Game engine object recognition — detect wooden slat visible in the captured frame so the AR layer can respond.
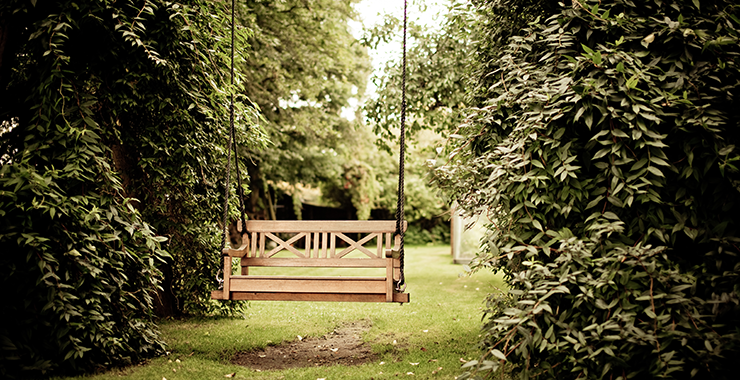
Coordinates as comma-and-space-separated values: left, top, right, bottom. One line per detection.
305, 232, 311, 257
385, 260, 393, 302
320, 232, 329, 259
262, 232, 310, 257
329, 232, 337, 258
231, 276, 386, 294
247, 220, 407, 233
242, 257, 387, 268
337, 232, 375, 257
313, 232, 321, 258
224, 256, 231, 294
249, 232, 257, 257
227, 291, 409, 303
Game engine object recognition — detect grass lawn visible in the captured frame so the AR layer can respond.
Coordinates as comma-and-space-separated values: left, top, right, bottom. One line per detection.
59, 246, 504, 380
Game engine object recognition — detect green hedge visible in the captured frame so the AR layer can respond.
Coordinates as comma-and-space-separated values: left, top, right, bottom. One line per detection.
436, 0, 740, 379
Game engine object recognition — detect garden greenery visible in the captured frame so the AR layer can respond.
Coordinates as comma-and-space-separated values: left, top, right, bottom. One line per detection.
0, 0, 260, 378
435, 0, 740, 379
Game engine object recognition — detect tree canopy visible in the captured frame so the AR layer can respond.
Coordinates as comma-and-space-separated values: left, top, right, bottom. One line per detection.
0, 0, 261, 377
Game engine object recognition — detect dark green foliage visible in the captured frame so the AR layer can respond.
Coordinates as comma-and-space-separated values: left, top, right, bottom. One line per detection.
436, 0, 740, 379
0, 0, 259, 378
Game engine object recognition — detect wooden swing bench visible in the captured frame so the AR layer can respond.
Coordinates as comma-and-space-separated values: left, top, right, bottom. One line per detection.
211, 220, 409, 303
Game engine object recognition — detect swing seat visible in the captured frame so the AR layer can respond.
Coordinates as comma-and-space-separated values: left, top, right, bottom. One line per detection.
211, 220, 409, 303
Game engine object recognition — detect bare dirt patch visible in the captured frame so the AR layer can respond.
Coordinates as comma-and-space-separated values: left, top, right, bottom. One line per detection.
231, 320, 378, 371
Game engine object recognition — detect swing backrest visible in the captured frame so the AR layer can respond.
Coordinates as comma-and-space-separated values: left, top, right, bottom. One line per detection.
213, 220, 408, 302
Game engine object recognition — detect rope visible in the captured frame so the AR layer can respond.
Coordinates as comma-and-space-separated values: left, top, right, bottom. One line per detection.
216, 0, 240, 282
396, 0, 408, 292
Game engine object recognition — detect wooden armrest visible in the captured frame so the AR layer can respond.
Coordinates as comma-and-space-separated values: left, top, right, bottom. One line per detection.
385, 235, 401, 259
223, 233, 249, 258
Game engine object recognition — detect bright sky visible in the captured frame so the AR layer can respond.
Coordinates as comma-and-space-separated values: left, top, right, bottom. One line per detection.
342, 0, 446, 120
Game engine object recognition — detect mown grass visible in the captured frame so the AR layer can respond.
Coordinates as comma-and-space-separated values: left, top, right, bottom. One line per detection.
60, 246, 504, 380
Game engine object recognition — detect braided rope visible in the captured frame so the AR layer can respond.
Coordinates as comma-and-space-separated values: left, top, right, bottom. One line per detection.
216, 0, 237, 270
396, 0, 408, 292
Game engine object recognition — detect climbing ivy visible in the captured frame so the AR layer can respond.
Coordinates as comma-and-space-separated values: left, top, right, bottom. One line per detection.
0, 0, 260, 378
435, 0, 740, 379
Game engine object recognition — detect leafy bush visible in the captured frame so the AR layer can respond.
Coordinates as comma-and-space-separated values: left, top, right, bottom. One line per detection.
0, 0, 258, 378
436, 0, 740, 379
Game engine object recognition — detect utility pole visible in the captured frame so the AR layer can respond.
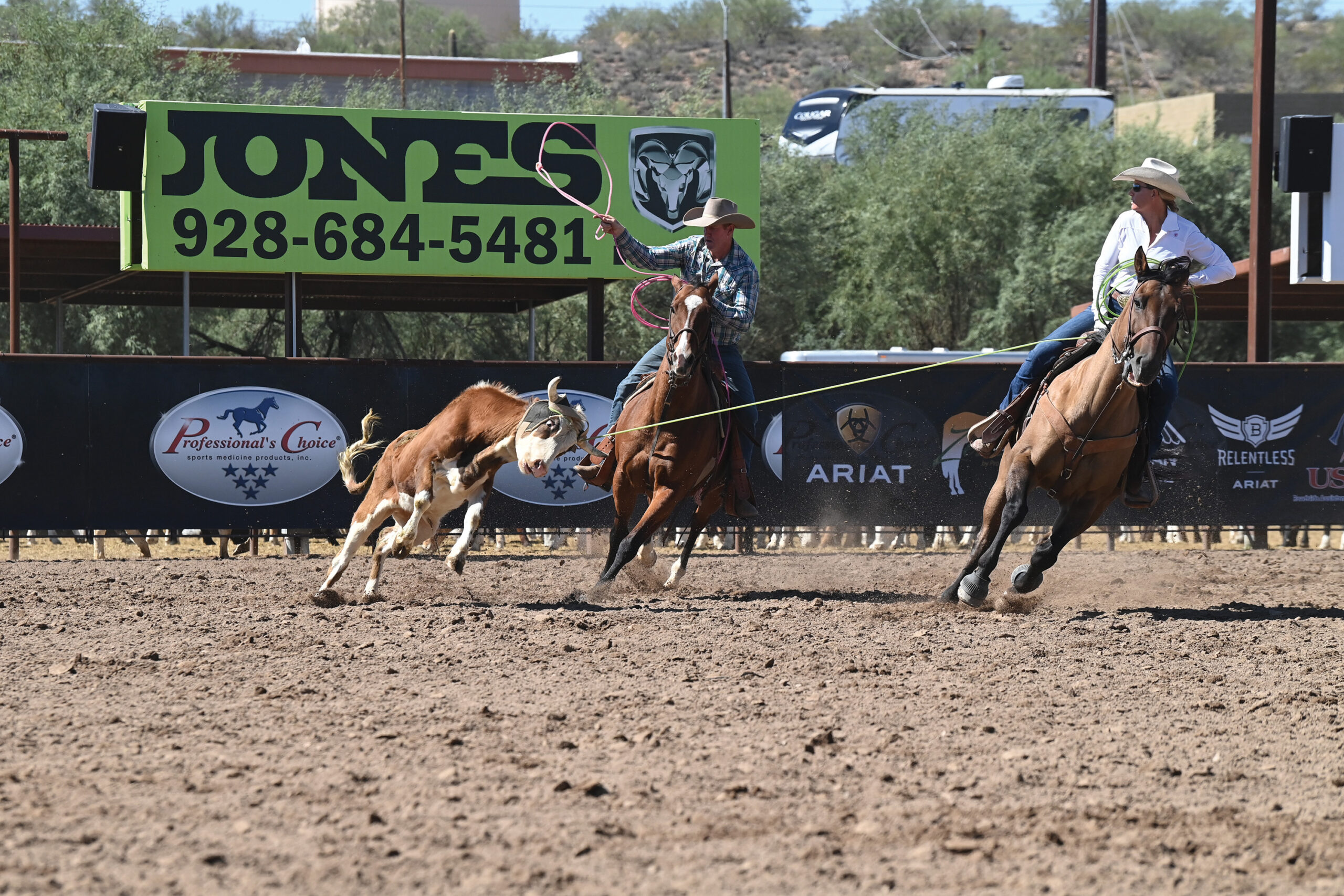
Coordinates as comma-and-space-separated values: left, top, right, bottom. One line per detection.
1246, 0, 1278, 361
398, 0, 406, 109
0, 130, 70, 354
1087, 0, 1106, 90
719, 0, 732, 118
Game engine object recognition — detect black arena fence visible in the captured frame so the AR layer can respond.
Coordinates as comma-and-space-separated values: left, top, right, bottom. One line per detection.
0, 355, 1344, 531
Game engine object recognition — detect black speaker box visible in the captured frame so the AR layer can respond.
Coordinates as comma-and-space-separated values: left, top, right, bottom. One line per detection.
89, 102, 145, 191
1278, 115, 1335, 194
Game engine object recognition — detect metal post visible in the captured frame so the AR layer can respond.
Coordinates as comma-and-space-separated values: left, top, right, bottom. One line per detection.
1087, 0, 1106, 90
1246, 0, 1278, 361
587, 279, 606, 361
527, 302, 536, 361
9, 137, 19, 352
285, 273, 304, 357
398, 0, 406, 109
182, 270, 191, 357
719, 0, 732, 118
0, 129, 70, 354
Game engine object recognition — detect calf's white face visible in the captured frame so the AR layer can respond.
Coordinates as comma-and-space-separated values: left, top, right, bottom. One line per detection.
513, 416, 579, 478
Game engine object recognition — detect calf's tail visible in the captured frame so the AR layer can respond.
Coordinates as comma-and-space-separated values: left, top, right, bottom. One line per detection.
336, 408, 383, 494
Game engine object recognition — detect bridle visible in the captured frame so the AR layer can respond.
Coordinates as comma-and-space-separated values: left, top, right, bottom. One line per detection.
664, 291, 710, 387
1107, 255, 1190, 373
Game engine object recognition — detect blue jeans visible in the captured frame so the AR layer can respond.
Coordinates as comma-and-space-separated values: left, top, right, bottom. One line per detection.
999, 308, 1178, 461
607, 339, 761, 469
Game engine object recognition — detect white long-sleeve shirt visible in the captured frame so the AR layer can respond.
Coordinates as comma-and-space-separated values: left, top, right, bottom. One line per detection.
1093, 209, 1236, 321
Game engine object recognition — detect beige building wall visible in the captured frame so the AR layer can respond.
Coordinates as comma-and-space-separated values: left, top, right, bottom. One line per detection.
314, 0, 519, 38
1116, 93, 1216, 145
1116, 93, 1344, 146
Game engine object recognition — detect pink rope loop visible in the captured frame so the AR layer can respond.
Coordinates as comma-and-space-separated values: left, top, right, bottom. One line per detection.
631, 274, 672, 329
536, 121, 664, 277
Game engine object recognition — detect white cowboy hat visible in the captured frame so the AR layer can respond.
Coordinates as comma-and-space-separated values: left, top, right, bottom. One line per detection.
681, 197, 755, 230
1111, 159, 1192, 202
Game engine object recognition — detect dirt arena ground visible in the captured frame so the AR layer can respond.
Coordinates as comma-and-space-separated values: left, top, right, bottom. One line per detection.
0, 541, 1344, 896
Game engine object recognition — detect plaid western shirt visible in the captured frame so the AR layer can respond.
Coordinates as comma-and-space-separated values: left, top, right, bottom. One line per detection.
615, 230, 761, 345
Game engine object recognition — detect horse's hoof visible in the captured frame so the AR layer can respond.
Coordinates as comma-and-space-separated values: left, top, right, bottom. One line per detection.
313, 588, 345, 608
1012, 563, 1046, 594
957, 570, 989, 608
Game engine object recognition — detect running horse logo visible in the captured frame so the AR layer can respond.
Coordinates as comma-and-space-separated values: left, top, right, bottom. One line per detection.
631, 128, 715, 231
836, 404, 881, 454
215, 395, 279, 435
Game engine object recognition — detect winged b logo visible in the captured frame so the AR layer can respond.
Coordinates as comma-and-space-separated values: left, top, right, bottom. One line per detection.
1208, 404, 1303, 447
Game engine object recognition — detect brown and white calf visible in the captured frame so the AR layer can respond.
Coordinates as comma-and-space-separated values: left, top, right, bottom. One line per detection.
313, 376, 591, 606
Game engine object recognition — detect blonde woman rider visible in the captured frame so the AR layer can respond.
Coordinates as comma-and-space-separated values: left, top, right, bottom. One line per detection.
968, 159, 1235, 508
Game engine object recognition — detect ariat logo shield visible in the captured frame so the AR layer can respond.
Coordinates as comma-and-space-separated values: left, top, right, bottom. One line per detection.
836, 404, 881, 454
631, 128, 715, 233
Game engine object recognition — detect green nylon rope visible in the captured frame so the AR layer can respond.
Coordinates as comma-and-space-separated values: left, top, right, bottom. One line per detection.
603, 336, 1078, 438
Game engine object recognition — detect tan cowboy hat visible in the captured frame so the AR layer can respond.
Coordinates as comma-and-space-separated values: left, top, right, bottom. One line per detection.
681, 197, 755, 230
1111, 159, 1193, 202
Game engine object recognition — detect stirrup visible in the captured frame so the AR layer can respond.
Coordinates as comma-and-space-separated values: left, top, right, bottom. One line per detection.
967, 411, 1013, 459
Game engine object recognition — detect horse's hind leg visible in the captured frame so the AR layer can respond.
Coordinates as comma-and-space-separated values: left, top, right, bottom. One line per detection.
957, 456, 1031, 607
1012, 497, 1109, 594
598, 486, 681, 583
663, 489, 723, 588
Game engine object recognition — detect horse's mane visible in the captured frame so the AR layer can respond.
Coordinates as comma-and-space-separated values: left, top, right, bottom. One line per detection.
463, 380, 518, 398
1136, 255, 1190, 286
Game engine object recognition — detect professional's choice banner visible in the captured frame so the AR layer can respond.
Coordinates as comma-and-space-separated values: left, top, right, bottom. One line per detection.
0, 356, 1344, 529
130, 101, 761, 278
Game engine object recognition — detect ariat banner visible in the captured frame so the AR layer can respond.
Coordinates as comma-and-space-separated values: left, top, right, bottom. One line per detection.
130, 101, 761, 279
0, 355, 1344, 531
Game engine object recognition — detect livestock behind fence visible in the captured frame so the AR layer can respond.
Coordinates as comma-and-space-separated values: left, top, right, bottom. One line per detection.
0, 355, 1344, 531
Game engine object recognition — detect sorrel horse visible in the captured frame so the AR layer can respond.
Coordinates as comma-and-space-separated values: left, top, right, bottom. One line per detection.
942, 248, 1190, 607
598, 274, 729, 588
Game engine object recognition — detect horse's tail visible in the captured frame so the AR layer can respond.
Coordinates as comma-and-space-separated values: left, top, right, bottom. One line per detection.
336, 408, 383, 494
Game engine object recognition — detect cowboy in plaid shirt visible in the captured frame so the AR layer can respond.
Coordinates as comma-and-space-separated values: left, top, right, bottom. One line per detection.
578, 199, 761, 516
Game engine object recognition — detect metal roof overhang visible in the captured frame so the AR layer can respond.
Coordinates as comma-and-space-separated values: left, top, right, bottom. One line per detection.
0, 224, 607, 313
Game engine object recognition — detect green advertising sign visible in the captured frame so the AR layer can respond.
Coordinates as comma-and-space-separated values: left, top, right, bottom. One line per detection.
130, 101, 761, 278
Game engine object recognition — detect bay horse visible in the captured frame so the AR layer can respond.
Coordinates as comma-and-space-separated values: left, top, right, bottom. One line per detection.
942, 248, 1190, 607
598, 274, 729, 588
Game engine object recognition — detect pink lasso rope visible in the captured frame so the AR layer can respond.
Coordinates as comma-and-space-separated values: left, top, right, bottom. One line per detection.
536, 121, 682, 333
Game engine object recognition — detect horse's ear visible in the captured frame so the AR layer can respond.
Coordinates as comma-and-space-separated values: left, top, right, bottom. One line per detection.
1135, 247, 1148, 276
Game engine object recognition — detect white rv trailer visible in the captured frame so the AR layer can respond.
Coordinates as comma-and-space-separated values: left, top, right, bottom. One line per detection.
780, 75, 1116, 161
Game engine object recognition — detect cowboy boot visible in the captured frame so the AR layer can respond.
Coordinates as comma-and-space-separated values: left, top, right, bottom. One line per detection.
1124, 457, 1159, 511
574, 435, 615, 492
967, 383, 1039, 458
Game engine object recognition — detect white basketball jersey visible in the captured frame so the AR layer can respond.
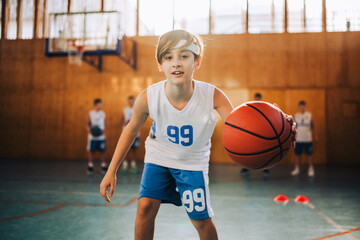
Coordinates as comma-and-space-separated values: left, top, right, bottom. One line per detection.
124, 107, 134, 122
145, 80, 217, 171
295, 112, 312, 142
123, 107, 140, 137
89, 110, 105, 140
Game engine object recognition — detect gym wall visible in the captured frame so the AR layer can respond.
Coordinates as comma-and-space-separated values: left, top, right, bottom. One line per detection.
0, 32, 360, 164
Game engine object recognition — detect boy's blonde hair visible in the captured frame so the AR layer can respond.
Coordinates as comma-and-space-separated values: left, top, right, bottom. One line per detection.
155, 29, 204, 64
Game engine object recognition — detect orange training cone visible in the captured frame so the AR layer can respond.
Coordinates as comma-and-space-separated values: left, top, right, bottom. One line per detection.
294, 195, 310, 203
274, 194, 290, 202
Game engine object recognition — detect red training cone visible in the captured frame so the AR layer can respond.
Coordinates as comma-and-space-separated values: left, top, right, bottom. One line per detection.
294, 195, 310, 203
274, 194, 290, 202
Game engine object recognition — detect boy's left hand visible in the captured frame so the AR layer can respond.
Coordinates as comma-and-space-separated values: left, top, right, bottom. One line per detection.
273, 103, 297, 147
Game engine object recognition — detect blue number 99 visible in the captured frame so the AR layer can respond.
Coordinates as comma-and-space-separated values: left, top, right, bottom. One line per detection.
167, 125, 179, 144
180, 125, 193, 147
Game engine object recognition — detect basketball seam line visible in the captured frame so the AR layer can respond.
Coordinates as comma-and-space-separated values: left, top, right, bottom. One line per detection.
224, 125, 291, 156
246, 104, 284, 159
254, 148, 290, 170
225, 122, 277, 140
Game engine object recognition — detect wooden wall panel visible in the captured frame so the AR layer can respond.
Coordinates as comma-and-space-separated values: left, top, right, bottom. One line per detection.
326, 88, 360, 164
0, 32, 360, 163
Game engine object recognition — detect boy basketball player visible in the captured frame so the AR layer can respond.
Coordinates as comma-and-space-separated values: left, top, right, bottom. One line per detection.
100, 30, 296, 240
121, 96, 140, 175
86, 98, 107, 173
291, 101, 319, 177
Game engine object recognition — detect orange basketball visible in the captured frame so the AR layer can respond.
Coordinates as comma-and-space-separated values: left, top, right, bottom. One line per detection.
222, 101, 292, 170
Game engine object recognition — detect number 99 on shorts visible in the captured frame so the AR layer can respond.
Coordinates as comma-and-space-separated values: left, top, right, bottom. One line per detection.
182, 188, 205, 213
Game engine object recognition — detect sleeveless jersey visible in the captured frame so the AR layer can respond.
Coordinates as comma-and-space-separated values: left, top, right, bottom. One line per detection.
89, 110, 105, 140
123, 107, 140, 137
295, 112, 312, 142
145, 80, 217, 171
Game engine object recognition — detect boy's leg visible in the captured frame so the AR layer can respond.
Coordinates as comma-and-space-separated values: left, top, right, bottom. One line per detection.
88, 151, 94, 166
307, 154, 315, 177
191, 218, 218, 240
291, 143, 303, 176
305, 142, 315, 177
87, 151, 94, 174
135, 197, 161, 240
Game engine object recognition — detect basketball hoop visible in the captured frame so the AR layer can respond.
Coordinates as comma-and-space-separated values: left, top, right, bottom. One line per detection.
68, 39, 85, 66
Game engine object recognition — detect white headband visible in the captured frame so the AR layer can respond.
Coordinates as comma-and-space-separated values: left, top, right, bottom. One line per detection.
174, 39, 200, 55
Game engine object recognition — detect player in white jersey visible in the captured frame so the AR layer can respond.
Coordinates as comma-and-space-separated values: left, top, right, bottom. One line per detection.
100, 30, 291, 240
121, 96, 140, 175
291, 101, 318, 177
86, 98, 107, 173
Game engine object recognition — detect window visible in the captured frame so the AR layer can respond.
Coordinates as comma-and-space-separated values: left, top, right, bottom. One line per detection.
326, 0, 360, 32
38, 0, 45, 38
211, 0, 246, 34
21, 0, 34, 39
104, 0, 137, 36
7, 0, 17, 39
139, 0, 174, 36
248, 0, 284, 33
0, 1, 2, 39
305, 0, 323, 32
174, 0, 210, 34
71, 0, 101, 12
46, 0, 68, 13
45, 0, 68, 38
287, 0, 322, 32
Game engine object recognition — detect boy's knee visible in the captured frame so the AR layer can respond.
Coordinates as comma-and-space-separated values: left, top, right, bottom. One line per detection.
191, 218, 213, 230
137, 198, 157, 217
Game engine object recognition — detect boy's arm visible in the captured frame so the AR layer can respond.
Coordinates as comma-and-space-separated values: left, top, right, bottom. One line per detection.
311, 116, 319, 142
86, 114, 91, 133
214, 88, 233, 121
100, 90, 149, 202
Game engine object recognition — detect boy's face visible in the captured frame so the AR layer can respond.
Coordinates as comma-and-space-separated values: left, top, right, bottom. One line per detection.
254, 96, 262, 101
159, 48, 201, 84
299, 104, 306, 113
128, 98, 135, 108
94, 102, 102, 111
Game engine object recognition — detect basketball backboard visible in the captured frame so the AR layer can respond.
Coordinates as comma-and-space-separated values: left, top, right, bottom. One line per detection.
45, 11, 136, 71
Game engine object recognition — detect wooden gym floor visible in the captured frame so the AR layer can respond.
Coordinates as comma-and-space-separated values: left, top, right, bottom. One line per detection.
0, 160, 360, 240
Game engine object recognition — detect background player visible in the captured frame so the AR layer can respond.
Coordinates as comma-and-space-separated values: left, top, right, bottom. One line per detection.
121, 96, 140, 175
291, 101, 319, 177
100, 30, 296, 240
241, 92, 270, 177
86, 98, 107, 173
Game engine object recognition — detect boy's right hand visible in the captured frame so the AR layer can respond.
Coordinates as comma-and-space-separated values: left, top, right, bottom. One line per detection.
100, 172, 116, 202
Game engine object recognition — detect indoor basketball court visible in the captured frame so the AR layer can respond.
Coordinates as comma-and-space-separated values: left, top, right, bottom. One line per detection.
0, 0, 360, 240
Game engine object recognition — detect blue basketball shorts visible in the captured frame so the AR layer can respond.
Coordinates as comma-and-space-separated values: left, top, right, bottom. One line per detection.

..........

### Requirements
Rewrite everything from the start of the rows through the line with "227, 291, 409, 303" as a Markdown table with two columns, Line No. and Text, giving each line its own numbered row. Skip blank lines and leave out the pictures.

### Answer
| Line No. | Text |
|---|---|
| 1 | Game engine object recognition — detect wooden slat visible in the captured frame so the AR layer can respond. |
| 2 | Coordinates as comma-and-space-separated values: left, top, right, bottom. One line per detection. |
| 3 | 305, 232, 311, 257 |
| 4 | 385, 260, 393, 302 |
| 5 | 320, 232, 329, 259 |
| 6 | 262, 232, 310, 257 |
| 7 | 329, 232, 337, 258 |
| 8 | 231, 276, 386, 294 |
| 9 | 247, 220, 407, 233 |
| 10 | 242, 257, 387, 268 |
| 11 | 337, 232, 375, 257 |
| 12 | 313, 232, 321, 258 |
| 13 | 224, 256, 231, 294 |
| 14 | 249, 232, 257, 257 |
| 15 | 227, 291, 409, 303 |